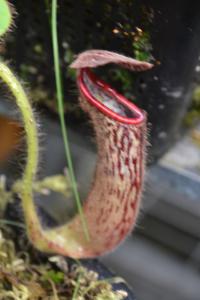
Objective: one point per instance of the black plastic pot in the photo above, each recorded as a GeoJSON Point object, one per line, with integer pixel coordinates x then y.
{"type": "Point", "coordinates": [173, 30]}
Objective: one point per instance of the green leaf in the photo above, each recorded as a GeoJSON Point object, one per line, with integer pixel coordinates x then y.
{"type": "Point", "coordinates": [5, 17]}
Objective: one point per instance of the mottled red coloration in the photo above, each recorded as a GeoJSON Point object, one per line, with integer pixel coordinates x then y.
{"type": "Point", "coordinates": [112, 205]}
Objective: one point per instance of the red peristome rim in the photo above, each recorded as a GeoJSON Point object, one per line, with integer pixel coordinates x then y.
{"type": "Point", "coordinates": [120, 98]}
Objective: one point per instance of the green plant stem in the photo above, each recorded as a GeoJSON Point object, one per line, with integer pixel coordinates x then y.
{"type": "Point", "coordinates": [76, 289]}
{"type": "Point", "coordinates": [30, 129]}
{"type": "Point", "coordinates": [60, 100]}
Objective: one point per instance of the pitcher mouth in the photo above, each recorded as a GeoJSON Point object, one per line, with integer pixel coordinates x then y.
{"type": "Point", "coordinates": [107, 100]}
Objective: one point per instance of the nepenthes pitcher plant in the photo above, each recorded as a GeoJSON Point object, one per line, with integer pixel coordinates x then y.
{"type": "Point", "coordinates": [113, 202]}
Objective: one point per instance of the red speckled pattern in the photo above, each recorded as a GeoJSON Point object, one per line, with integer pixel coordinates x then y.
{"type": "Point", "coordinates": [112, 205]}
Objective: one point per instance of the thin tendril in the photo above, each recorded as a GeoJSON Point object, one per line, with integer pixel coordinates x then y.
{"type": "Point", "coordinates": [60, 100]}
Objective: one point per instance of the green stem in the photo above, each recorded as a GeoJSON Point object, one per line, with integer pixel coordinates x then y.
{"type": "Point", "coordinates": [30, 128]}
{"type": "Point", "coordinates": [60, 100]}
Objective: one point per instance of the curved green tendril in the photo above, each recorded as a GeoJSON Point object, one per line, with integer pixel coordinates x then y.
{"type": "Point", "coordinates": [5, 17]}
{"type": "Point", "coordinates": [31, 133]}
{"type": "Point", "coordinates": [60, 100]}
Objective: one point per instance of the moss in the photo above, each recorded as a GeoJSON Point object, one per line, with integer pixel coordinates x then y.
{"type": "Point", "coordinates": [25, 277]}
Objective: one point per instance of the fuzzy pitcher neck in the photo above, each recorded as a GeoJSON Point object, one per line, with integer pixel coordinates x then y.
{"type": "Point", "coordinates": [113, 202]}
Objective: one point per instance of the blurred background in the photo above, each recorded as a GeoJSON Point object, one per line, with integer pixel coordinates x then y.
{"type": "Point", "coordinates": [161, 259]}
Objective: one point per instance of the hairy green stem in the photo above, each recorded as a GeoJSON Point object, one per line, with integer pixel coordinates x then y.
{"type": "Point", "coordinates": [60, 100]}
{"type": "Point", "coordinates": [31, 133]}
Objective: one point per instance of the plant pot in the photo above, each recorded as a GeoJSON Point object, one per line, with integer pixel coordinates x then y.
{"type": "Point", "coordinates": [172, 29]}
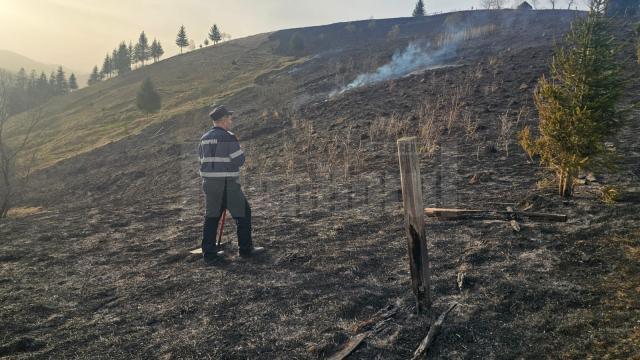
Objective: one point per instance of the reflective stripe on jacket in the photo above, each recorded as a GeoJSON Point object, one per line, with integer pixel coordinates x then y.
{"type": "Point", "coordinates": [220, 154]}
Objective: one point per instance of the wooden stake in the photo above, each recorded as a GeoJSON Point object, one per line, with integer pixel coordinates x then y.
{"type": "Point", "coordinates": [414, 222]}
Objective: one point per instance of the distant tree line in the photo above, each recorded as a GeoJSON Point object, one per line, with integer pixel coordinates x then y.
{"type": "Point", "coordinates": [214, 37]}
{"type": "Point", "coordinates": [124, 57]}
{"type": "Point", "coordinates": [24, 92]}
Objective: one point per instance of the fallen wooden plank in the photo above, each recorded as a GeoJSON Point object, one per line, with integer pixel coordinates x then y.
{"type": "Point", "coordinates": [462, 214]}
{"type": "Point", "coordinates": [431, 335]}
{"type": "Point", "coordinates": [351, 345]}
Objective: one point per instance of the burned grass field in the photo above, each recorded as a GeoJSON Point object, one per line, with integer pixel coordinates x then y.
{"type": "Point", "coordinates": [100, 267]}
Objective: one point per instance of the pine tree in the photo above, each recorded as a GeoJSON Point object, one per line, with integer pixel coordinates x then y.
{"type": "Point", "coordinates": [156, 50]}
{"type": "Point", "coordinates": [122, 59]}
{"type": "Point", "coordinates": [182, 40]}
{"type": "Point", "coordinates": [106, 66]}
{"type": "Point", "coordinates": [135, 55]}
{"type": "Point", "coordinates": [578, 104]}
{"type": "Point", "coordinates": [214, 34]}
{"type": "Point", "coordinates": [42, 82]}
{"type": "Point", "coordinates": [148, 100]}
{"type": "Point", "coordinates": [52, 83]}
{"type": "Point", "coordinates": [132, 54]}
{"type": "Point", "coordinates": [419, 9]}
{"type": "Point", "coordinates": [142, 48]}
{"type": "Point", "coordinates": [73, 83]}
{"type": "Point", "coordinates": [94, 77]}
{"type": "Point", "coordinates": [62, 87]}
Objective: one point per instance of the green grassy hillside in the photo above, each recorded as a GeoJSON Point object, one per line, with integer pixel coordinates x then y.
{"type": "Point", "coordinates": [104, 113]}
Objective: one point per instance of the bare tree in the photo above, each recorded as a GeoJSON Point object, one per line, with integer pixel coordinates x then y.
{"type": "Point", "coordinates": [15, 169]}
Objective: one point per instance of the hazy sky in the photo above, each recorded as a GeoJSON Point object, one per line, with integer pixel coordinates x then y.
{"type": "Point", "coordinates": [78, 33]}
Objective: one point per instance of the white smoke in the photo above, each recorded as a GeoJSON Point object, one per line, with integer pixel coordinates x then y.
{"type": "Point", "coordinates": [413, 57]}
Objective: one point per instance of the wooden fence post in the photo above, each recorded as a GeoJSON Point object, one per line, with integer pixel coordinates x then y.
{"type": "Point", "coordinates": [414, 222]}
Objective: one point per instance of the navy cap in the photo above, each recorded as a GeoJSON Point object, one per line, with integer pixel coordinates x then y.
{"type": "Point", "coordinates": [219, 112]}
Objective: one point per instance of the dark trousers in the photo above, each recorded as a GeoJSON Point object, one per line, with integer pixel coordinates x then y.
{"type": "Point", "coordinates": [220, 195]}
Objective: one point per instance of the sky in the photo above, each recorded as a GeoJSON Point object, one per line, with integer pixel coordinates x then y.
{"type": "Point", "coordinates": [79, 33]}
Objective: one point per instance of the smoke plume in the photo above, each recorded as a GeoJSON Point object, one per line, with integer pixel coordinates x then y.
{"type": "Point", "coordinates": [414, 57]}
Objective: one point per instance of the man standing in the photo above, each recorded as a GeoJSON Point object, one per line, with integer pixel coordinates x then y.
{"type": "Point", "coordinates": [220, 160]}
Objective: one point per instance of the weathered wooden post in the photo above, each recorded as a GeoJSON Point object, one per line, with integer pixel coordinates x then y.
{"type": "Point", "coordinates": [414, 222]}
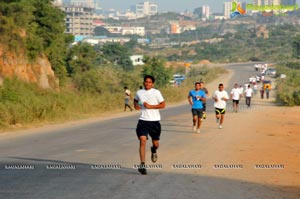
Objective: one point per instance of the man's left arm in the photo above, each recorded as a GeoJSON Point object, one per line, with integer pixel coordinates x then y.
{"type": "Point", "coordinates": [161, 105]}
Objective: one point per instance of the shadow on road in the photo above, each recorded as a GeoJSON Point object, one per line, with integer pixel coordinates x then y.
{"type": "Point", "coordinates": [84, 182]}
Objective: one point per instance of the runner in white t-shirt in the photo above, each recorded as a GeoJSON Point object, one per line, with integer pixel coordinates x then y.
{"type": "Point", "coordinates": [235, 95]}
{"type": "Point", "coordinates": [248, 95]}
{"type": "Point", "coordinates": [149, 100]}
{"type": "Point", "coordinates": [220, 97]}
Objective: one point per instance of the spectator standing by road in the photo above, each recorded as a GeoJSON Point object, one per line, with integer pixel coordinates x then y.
{"type": "Point", "coordinates": [128, 97]}
{"type": "Point", "coordinates": [248, 95]}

**Task:** Begin with the line that contains "Objective: one point per instance of the weathered" and copy every line through the end of the listing, exactly as written, both ends included. Pictures are not part of the copy.

**Solution to the problem:**
Objective: one point per instance of the weathered wooden post in the photo above, each recorded as a GeoJSON Point object, one per line, with integer pixel coordinates x then y.
{"type": "Point", "coordinates": [414, 222]}
Objective: one point per instance of the man's left arm in the photo above, each recorded as a GeoJSON Point object, one per line, with integer pixel coordinates x then y.
{"type": "Point", "coordinates": [161, 105]}
Objective: one point per instance of the shadow on road in the photo above, each recorded as a GeoJSON Point object, one per line, with integer pixel coordinates x then y.
{"type": "Point", "coordinates": [84, 182]}
Objective: one point per instance of the runner in white t-shirt in the photo above, each recorded as a GeoJSON Point object, one per line, with integer pixel coordinates x then y.
{"type": "Point", "coordinates": [235, 95]}
{"type": "Point", "coordinates": [248, 95]}
{"type": "Point", "coordinates": [149, 100]}
{"type": "Point", "coordinates": [220, 97]}
Objective: one point per instance of the spectator standing by road in the photo above, each recorded as a GeoJSON Point object, one per line, with integer pixel coordinates x then y.
{"type": "Point", "coordinates": [128, 97]}
{"type": "Point", "coordinates": [248, 95]}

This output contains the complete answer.